[SOLVED] Spark cluster is not dynamically allocating resources to jobs

Spark cluster is not dynamically allocating resources to jobs

The cluster is HDInsight 4.0 and has 250 GB RAM and 75 VCores.

I am running only one job and the cluster is always allocating 66 GB, 7 VCores and 7 Containers to the job even though we have 250 GB and 75 VCores available for use. This is not particular to one job. I have ran 3 different jobs and all have this issue. when I run 3 jobs in parallel , the cluster is still allocating 66 GB RAM to each job. Looks like there is some static setting configured.

The following is the queue setup

I am using a tool called Talend(ETL tool similar to informatica) where I have a GUI to create a job . The tool is eclipse based and below is the code generated for spark configuration. This is then given to LIVY for submission in the cluster.
************
# REQUIREMENT A
Quote the passage of the Spark allocation thread that opens with the words containing "The cluster is HDInsight" and ends with "in the cluster.".
# REQUIREMENT B
Write the next part of the Spark allocation thread, starting after its last sentence.
The data after this point isn't needed.
************
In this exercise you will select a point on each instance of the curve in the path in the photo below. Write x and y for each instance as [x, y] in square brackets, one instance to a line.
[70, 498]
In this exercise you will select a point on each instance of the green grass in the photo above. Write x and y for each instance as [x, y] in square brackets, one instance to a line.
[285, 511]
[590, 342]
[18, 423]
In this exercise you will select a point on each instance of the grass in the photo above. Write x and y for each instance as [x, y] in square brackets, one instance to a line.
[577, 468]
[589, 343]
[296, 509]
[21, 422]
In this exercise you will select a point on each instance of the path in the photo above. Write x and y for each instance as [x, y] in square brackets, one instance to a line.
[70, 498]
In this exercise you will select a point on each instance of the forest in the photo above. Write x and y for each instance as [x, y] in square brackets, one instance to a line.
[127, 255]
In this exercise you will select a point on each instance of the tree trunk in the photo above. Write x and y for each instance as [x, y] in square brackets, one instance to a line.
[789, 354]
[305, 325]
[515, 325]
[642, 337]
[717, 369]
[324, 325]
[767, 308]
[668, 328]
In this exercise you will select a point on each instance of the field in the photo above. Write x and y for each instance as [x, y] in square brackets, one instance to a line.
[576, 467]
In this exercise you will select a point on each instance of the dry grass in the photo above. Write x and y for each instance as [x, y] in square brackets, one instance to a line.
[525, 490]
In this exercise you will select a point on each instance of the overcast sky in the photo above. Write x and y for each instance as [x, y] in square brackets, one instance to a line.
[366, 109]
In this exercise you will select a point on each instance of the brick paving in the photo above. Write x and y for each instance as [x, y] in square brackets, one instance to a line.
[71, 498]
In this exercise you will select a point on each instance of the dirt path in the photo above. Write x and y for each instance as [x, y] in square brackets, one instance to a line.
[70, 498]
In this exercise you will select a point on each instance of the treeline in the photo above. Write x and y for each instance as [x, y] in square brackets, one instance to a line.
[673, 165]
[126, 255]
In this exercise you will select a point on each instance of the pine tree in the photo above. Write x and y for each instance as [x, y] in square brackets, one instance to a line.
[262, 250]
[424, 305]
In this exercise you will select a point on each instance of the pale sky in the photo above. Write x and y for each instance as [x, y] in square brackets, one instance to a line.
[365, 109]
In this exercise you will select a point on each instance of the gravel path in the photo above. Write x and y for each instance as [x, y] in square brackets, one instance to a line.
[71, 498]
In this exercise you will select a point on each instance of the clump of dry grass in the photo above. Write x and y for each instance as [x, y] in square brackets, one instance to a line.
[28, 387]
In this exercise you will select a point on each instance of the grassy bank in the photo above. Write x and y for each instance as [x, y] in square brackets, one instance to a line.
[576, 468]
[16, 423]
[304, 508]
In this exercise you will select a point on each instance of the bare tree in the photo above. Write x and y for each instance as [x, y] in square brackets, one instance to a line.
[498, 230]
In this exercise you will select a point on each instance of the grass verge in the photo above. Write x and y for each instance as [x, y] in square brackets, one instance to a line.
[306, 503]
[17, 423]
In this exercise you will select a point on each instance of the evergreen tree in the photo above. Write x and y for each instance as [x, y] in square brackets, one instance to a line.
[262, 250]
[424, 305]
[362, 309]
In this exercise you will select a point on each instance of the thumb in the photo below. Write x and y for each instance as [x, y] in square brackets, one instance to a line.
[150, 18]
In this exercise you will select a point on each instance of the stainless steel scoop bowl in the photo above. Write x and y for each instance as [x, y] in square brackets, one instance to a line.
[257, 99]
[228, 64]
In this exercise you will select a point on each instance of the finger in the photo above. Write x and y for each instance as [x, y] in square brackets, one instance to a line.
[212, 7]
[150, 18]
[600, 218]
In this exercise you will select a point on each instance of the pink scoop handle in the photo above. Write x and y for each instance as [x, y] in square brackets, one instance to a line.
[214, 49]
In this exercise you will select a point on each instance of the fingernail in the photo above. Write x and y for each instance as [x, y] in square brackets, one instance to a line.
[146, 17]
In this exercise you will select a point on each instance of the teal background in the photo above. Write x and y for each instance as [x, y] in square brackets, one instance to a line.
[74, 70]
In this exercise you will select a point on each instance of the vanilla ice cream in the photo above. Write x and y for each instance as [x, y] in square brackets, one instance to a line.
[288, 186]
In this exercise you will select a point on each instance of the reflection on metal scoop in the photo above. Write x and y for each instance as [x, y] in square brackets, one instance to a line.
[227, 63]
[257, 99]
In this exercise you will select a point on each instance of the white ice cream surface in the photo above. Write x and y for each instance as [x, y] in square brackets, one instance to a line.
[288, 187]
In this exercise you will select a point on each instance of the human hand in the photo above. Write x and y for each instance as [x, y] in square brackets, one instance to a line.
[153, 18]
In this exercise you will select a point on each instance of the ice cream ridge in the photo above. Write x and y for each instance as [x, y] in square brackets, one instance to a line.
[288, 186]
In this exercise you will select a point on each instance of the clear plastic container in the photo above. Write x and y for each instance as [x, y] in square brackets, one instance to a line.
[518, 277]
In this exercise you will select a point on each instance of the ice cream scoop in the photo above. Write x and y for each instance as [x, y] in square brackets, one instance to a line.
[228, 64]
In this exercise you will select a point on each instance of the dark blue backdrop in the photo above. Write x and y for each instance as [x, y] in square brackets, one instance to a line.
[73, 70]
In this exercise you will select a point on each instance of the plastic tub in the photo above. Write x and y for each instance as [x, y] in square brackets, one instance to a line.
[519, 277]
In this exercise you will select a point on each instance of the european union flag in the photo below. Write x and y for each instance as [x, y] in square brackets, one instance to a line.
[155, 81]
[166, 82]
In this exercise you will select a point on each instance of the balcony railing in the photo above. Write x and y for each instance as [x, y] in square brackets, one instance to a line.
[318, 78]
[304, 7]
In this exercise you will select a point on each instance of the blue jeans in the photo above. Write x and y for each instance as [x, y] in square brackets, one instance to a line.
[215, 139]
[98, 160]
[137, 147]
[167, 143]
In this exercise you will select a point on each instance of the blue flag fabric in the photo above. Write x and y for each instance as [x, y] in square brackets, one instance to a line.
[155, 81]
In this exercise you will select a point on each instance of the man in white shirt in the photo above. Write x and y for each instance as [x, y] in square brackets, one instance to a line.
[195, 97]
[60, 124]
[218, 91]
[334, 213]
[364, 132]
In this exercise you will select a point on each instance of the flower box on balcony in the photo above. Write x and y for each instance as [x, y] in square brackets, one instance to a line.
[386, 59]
************
# TASK ANSWER A
The cluster is HDInsight 4.0 and has 250 GB RAM and 75 VCores.

I am running only one job and the cluster is always allocating 66 GB, 7 VCores and 7 Containers to the job even though we have 250 GB and 75 VCores available for use. This is not particular to one job. I have ran 3 different jobs and all have this issue. when I run 3 jobs in parallel , the cluster is still allocating 66 GB RAM to each job. Looks like there is some static setting configured.

The following is the queue setup

I am using a tool called Talend(ETL tool similar to informatica) where I have a GUI to create a job . The tool is eclipse based and below is the code generated for spark configuration. This is then given to LIVY for submission in the cluster.

# TASK ANSWER B
sparkConfiguration.set("spark.hadoop.talendStudioTimeZone", java.util.TimeZone.getDefault().getID());
    sparkConfiguration.set("spark.serializer", "org.apache.spark.serializer.KryoSerializer");
    sparkConfiguration.set("spark.kryo.registrator", TalendKryoRegistrator.class.getName());
    sparkConfiguration.set("spark.yarn.submit.waitAppCompletion", "true");

    tuningConf.put("spark.yarn.maxAppAttempts", "1");

    tuningConf.put("spark.scheduler.mode", "FIFO");

This is the screen shot of spark defaults

Solution

The behavior is expected as 6 execuors * 10 GB per executor memory = 60G.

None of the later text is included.